───── Document segment ─────

# TORO PUC Hour Meter



## MrSnowBlow (Apr 2, 2017)

Purchased a new Power Max® 826 OAE (37799) and decided to get this hour meter to be used with the free MyToro app. Selling dealer did not stock (which I found surprising as I think they could sell one with every new Toro sale). Either way I found online at an authorized Toro dealer from Missouri and even saved a few bucks! https://www.ebay.com/itm/TORO-99981...e=STRK:MEBIDX:IT&_trksid=p2057872.m2749.l2649

Sorry for the sideways pictures, not sure why this website turns them and doesn't allow rotation. If anyone knows the secret please fill me in. Thanks!


----------



## RichVT (Oct 11, 2018)

I have one of those. It took a while to get it to work but it finally did after I uninstalled and reinstalled the app. Maybe they've got the bugs out by now.


----------



## steeve725 (Jan 25, 2014)

───── Supplied data ─────

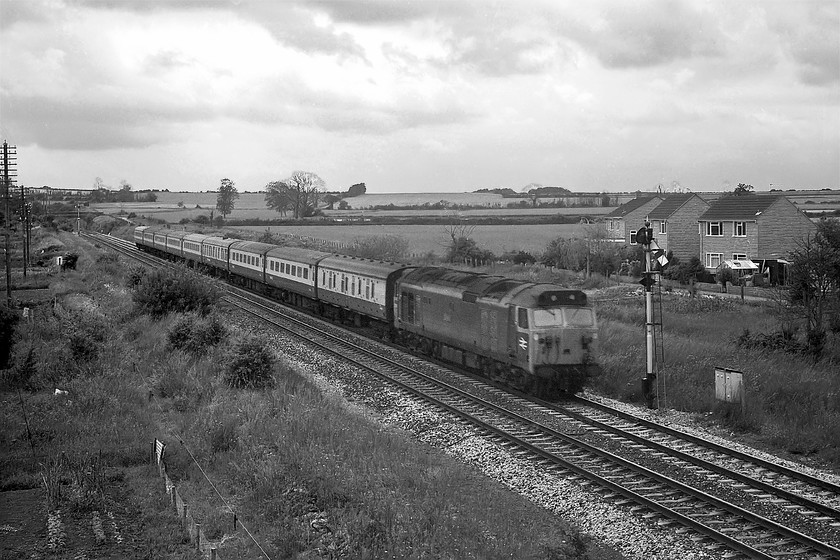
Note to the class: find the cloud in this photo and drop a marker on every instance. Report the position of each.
(643, 34)
(812, 38)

─────

Direction 1. In the hour meter thread, why was the poster surprised that the selling dealer did not stock the meter?
Direction 2. Which usernames head the posts in the hour meter thread?

Task output 1. The poster thought the dealer could sell one with every new Toro sale.

Task output 2. MrSnowBlow, RichVT, steeve725